Problema planteado 1 :: Reproduce sin cambios las líneas de los registros desde la que contiene "Would you be able to point to the white" hasta la que contiene "(1294, 121)", ambas incluidas.

Texto dado ::

----

Edgar R. Espinoza S.
La diferencia entre un
mendigo o un pordiosero marca una gran variable que va de acuerdo a sus
objetivos.
Extendiendo la mano, la voz
quebrada, las órbitas oculares inmersas en la nada, el mendigo exige una
moneda. Arrojado con la desnudez de sus carencias, muestra sus padeceres
dolorosos en llagas y al instante sentimos temor o repugnancia, sesgando
nuestra mirada, damos en ocasiones algo de dinero. Es una imagen patética que
nadie quiere mirar para distinguir la mentira o la realidad plasmada ante
nosotros, haciendo de la dádiva algo más de conjura que caridad.
Un mendigo es alguien que avergüenza
a su comunidad, que estorba y denuncia. Su significado viene del latín mendicus,
que significa “defecto” y enmendare que significa “corregir”. Nos recuerda
siempre que la indolencia es la peor de las miserias humanas.

----

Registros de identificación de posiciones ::
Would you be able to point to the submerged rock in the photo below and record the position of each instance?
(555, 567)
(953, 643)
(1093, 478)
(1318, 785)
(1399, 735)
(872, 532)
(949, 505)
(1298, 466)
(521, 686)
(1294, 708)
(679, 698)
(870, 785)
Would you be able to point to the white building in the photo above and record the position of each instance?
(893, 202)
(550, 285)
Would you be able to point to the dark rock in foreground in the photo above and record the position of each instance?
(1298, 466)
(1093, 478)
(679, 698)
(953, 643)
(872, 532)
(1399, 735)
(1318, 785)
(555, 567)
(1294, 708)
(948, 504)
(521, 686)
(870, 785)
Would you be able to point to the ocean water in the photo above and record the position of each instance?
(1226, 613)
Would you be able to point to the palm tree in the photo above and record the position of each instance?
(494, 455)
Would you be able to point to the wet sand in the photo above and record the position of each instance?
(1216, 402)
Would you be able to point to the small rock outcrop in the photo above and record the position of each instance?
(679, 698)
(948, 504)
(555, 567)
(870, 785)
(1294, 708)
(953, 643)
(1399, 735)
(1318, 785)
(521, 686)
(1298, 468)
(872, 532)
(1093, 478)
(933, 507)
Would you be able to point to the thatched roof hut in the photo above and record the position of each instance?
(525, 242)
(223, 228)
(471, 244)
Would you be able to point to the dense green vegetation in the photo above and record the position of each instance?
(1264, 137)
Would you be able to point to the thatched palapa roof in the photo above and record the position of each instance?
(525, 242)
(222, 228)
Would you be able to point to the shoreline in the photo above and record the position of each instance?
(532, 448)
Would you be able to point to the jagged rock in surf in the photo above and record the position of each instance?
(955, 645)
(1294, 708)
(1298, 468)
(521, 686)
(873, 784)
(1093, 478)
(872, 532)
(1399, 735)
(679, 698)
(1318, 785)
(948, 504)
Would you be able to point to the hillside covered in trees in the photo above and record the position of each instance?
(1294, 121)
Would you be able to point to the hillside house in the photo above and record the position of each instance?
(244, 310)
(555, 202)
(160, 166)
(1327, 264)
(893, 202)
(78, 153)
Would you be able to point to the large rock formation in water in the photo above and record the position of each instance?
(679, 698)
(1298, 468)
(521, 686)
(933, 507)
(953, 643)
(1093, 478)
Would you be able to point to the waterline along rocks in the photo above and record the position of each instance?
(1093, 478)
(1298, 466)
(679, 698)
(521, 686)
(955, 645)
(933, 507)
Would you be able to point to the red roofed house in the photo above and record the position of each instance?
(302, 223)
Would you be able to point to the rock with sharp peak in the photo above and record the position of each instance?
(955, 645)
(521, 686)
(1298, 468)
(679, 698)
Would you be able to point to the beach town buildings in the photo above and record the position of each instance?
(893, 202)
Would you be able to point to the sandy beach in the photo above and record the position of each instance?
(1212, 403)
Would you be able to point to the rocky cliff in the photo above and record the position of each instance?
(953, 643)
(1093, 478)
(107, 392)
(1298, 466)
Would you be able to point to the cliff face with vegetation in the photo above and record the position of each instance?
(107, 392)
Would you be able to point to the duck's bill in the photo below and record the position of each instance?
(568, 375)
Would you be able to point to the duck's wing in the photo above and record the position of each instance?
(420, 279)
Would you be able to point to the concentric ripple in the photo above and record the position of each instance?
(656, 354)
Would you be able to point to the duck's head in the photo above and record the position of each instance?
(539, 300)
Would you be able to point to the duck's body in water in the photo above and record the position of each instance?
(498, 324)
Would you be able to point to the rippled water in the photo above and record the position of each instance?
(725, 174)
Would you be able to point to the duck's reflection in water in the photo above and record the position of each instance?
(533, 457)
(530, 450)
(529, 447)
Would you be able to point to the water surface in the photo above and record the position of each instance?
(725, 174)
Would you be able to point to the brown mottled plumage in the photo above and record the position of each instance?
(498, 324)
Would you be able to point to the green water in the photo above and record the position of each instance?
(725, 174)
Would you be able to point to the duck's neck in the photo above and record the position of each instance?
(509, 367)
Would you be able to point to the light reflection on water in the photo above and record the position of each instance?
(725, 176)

----

Problema planteado 2 :: Transcribe tal cual el fragmento del texto sobre el mendigo que va desde "Extendiendo la mano, la" hasta "las miserias humanas.", ambos incluidos.

Solución escrita 1 ::
Would you be able to point to the white building in the photo above and record the position of each instance?
(893, 202)
(550, 285)
Would you be able to point to the dark rock in foreground in the photo above and record the position of each instance?
(1298, 466)
(1093, 478)
(679, 698)
(953, 643)
(872, 532)
(1399, 735)
(1318, 785)
(555, 567)
(1294, 708)
(948, 504)
(521, 686)
(870, 785)
Would you be able to point to the ocean water in the photo above and record the position of each instance?
(1226, 613)
Would you be able to point to the palm tree in the photo above and record the position of each instance?
(494, 455)
Would you be able to point to the wet sand in the photo above and record the position of each instance?
(1216, 402)
Would you be able to point to the small rock outcrop in the photo above and record the position of each instance?
(679, 698)
(948, 504)
(555, 567)
(870, 785)
(1294, 708)
(953, 643)
(1399, 735)
(1318, 785)
(521, 686)
(1298, 468)
(872, 532)
(1093, 478)
(933, 507)
Would you be able to point to the thatched roof hut in the photo above and record the position of each instance?
(525, 242)
(223, 228)
(471, 244)
Would you be able to point to the dense green vegetation in the photo above and record the position of each instance?
(1264, 137)
Would you be able to point to the thatched palapa roof in the photo above and record the position of each instance?
(525, 242)
(222, 228)
Would you be able to point to the shoreline in the photo above and record the position of each instance?
(532, 448)
Would you be able to point to the jagged rock in surf in the photo above and record the position of each instance?
(955, 645)
(1294, 708)
(1298, 468)
(521, 686)
(873, 784)
(1093, 478)
(872, 532)
(1399, 735)
(679, 698)
(1318, 785)
(948, 504)
Would you be able to point to the hillside covered in trees in the photo above and record the position of each instance?
(1294, 121)

Solución escrita 2 ::
Extendiendo la mano, la voz
quebrada, las órbitas oculares inmersas en la nada, el mendigo exige una
moneda. Arrojado con la desnudez de sus carencias, muestra sus padeceres
dolorosos en llagas y al instante sentimos temor o repugnancia, sesgando
nuestra mirada, damos en ocasiones algo de dinero. Es una imagen patética que
nadie quiere mirar para distinguir la mentira o la realidad plasmada ante
nosotros, haciendo de la dádiva algo más de conjura que caridad.
Un mendigo es alguien que avergüenza
a su comunidad, que estorba y denuncia. Su significado viene del latín mendicus,
que significa “defecto” y enmendare que significa “corregir”. Nos recuerda
siempre que la indolencia es la peor de las miserias humanas.